====== PROVIDED ENTRIES ======

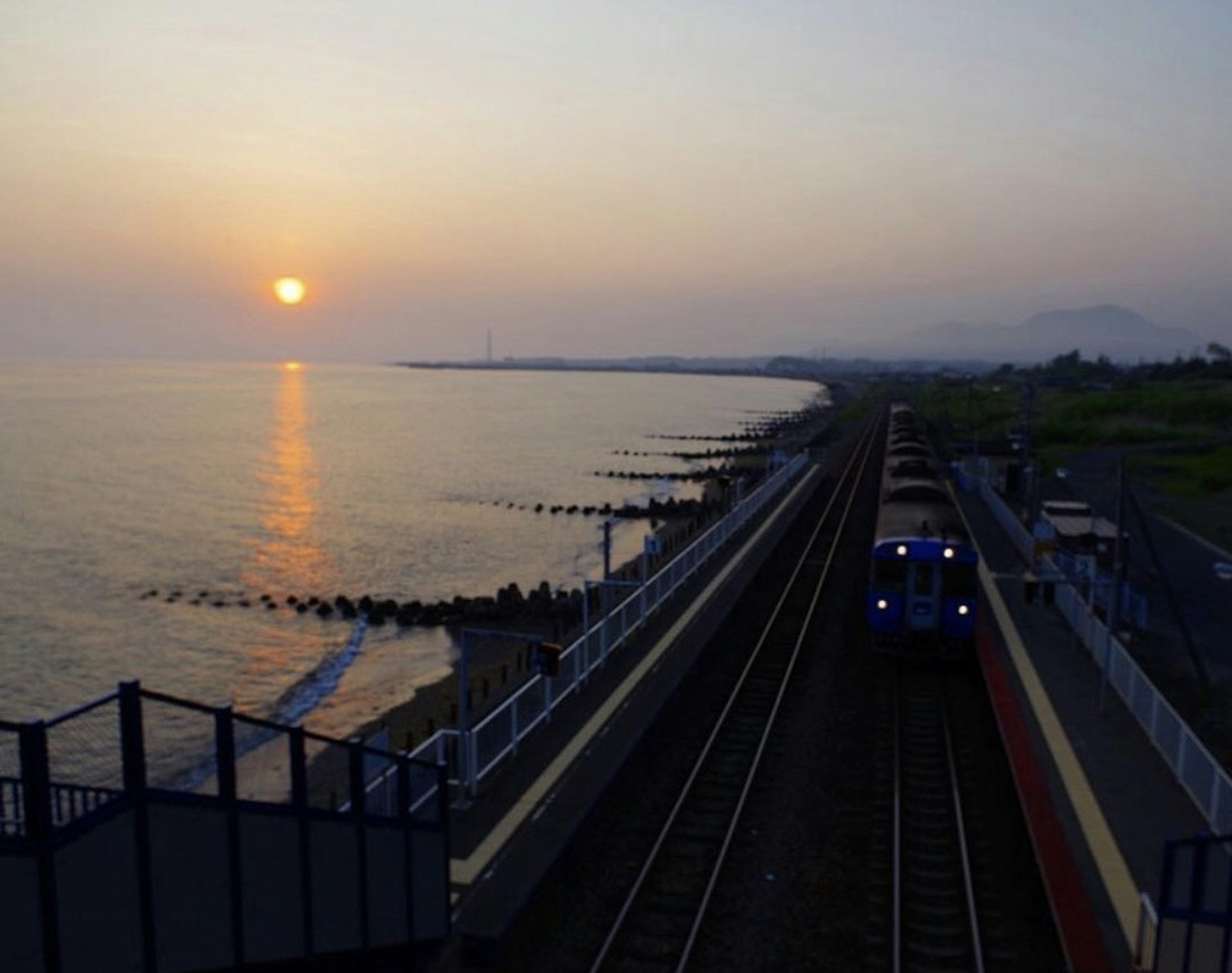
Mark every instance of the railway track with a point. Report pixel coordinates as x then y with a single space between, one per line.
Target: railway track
937 922
944 847
658 924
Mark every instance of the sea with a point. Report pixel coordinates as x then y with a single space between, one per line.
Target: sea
143 504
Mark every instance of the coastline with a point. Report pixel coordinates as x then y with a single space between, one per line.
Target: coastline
500 668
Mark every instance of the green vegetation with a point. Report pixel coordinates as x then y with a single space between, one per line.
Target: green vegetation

======

▸ PROBLEM
Go to the line in the listing above that has "Target: coastline" in it. Set down that line and each one after it, exactly.

▸ YOUR RESPONSE
Target: coastline
500 668
Mark every instance of the green vegetation with a point. Report pixel coordinates as x then y with a single space between, one per line.
Target: green vegetation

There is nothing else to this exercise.